(Beginning of SOURCE DOCUMENT)
Friday, July 31, 2015

The Marble Quarry - Iona

In 1790, the Duke of Argyll thought it would be a profitable enterprise to quarry the green-veined Iona marble. But the cost of operating from such a remote location doomed the effort. In 1907 the quarry was reopened. It had a more successful run that time, staying in business for a dozen years. But since 1919 the only marble that’s left the quarry are small chunks carried away in the pockets of tourists, and pieces taken to produce items of local Celtic craft work. 

On my first visit to Iona, back in 1989, I tried to find the quarry. All I had with me at the time was the 1:50000 scale Landranger map 48. The quarry is not marked on that map, and I incorrectly thought it was about halfway down the east coast of the island. I searched, but was not able to find the quarry. 

A few years later I acquired the 1:25000 scale Pathfinder map of Iona (Pathfinder 341). Using that map, in combination with info from some old sketch maps of Iona, I was able to pinpoint the location of the quarry (NM 269 218), which is just a short distance north of the south tip of the island. Using those coordinates I was able to find the quarry in 2003. Here are a few photos from that visit. (Also see chapter 16 of book 1 for a description of a walk around Iona that includes the quarry.)

Saturday, July 25, 2015

On the Shiants

As is the case with most people, the first time I saw the Shiants was a tempting, long distance view of them from the Uig to Tarbert ferry. The islands lie a dozen mile north of the ferry route, and their profile from the ferry is nearly as dramatic as St Kilda's.

My first vision of the Shiants from the ferry was in 1990. At the time I thought there was no way I'd ever set foot on them. But, as it turned out, the Shiants are a regular stop on cruises around the Outer Hebrides. And so I was finally able to go there in 2002. I thought, at the time, I'd never return. And so I did the most exciting thing I could think of, and made the steep climb to the top of Garbh Eilean from the isthmus between it and Eilean Tighe. When time came to leave I made the scary descent back to the isthmus, and with only 10 minutes left paid a quick visit to the house on Eilean Tighe. 

Although I'd explored much of Garbh Eilean, I regretted not having spent much time on Eilean Tighe. But that regret is now long forgotten. Nearly every cruise I've taken since 2002 has paid a visit to the Shiants, and so I've had many leisurely strolls around Eilean Tighe. Here are a few photos from a visit in 2006 that I took aboard MV Chalice.

The isthmus between Eilean Tighe and Garbh Eilean

Iron Age farmstead at left

Sunday, July 19, 2015

Kinlochresort From Up High

Here are a couple summer evening views of one of my favourite places in the Western Isles. They are photos of Kinlochresort taken from the heights of Beinisbhal. Although it doesn't look like it, each photo shows two islands; the house on the left is on Lewis, the one on the right is on Harris. The stream winding up the middle, Abhainn Mhor Ceann Reasoirt, marks the boundary here.
(End of SOURCE DOCUMENT)
TASK DIRECTIONS
Resume the Hebridean islands blog above, writing on from its final sentence, which ends "marks the boundary here."
(Beginning of DATA SECTION)
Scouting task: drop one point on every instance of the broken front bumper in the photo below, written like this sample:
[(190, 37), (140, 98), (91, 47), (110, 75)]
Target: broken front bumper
(End of DATA SECTION)
EXPECTED ANSWER
Kinlochresort seen from atop Beinisbhal
Campsite on Beinisbhal - The Harris hills in the distance

Friday, July 17, 2015

The Crosses of Raasay

One of the jewels of Rassay is its Pictish Symbol Stone. It lies in a small patch of ground east of the road north of Raasay House. The top of the stone has a square Chi-Rho cross that appears to be carved inside a Pictish mirror symbol. Below the cross is what's described as a tuning fork (or tongs), and at the bottom a crescent and V-Rod.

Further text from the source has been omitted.